_What is needed_
Starting from the line that contains "form: [78, 296].", reproduce each line exactly through the end of the material, and include no other lines.

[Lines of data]
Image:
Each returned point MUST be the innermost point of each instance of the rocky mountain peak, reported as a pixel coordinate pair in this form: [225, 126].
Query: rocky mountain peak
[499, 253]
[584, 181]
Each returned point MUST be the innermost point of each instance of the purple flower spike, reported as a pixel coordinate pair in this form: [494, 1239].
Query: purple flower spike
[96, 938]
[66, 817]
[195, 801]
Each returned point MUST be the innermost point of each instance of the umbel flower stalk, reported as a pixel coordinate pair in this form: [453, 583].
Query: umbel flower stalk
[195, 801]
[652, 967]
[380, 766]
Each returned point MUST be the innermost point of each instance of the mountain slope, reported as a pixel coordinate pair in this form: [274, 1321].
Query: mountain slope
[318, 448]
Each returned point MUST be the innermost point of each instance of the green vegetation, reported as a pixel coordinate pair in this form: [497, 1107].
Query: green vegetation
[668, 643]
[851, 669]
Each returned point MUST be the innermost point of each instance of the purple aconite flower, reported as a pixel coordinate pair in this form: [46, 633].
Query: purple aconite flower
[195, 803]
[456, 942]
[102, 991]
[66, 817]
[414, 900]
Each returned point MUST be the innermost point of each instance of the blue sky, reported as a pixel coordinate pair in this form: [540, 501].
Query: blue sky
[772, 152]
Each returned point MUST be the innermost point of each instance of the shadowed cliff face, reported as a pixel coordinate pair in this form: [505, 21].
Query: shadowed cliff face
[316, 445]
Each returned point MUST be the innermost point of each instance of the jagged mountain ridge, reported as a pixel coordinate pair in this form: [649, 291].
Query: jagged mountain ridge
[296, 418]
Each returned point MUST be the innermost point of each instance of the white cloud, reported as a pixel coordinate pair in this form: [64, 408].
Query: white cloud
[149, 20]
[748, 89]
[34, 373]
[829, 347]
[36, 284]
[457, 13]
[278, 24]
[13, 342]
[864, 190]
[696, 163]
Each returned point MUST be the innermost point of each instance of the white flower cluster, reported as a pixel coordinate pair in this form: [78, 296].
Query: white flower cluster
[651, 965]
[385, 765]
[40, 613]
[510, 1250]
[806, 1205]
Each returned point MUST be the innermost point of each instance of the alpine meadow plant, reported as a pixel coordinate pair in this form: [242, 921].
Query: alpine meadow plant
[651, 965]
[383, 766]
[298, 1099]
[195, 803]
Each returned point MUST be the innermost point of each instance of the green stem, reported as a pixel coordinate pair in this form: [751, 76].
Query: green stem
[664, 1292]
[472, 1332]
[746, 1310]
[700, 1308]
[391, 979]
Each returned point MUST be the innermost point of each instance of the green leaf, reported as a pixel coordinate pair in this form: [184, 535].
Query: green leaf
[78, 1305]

_Output_
Each returned point MUST be the innermost point of each instance of the white flower cluster, reported as a pixel coordinate pair in this form: [78, 296].
Query: white flower cluster
[651, 965]
[385, 765]
[40, 613]
[510, 1250]
[806, 1205]
Each returned point MUST be the innermost point of each instance of the alpine meadow plant, reported as a pixel coordinate pair in this form: [242, 921].
Query: alpine meadow plant
[651, 965]
[383, 766]
[298, 1099]
[195, 803]
Each returned point MUST be the innermost point of each instance of the green stem, reported as a pixel coordinate pair in this form: [751, 76].
Query: green stem
[664, 1292]
[472, 1332]
[746, 1310]
[700, 1308]
[391, 979]
Each returned point MUST be the innermost point of each instance of the green leaf, reported as a pixel coordinate pair in this form: [184, 535].
Query: green leaf
[78, 1305]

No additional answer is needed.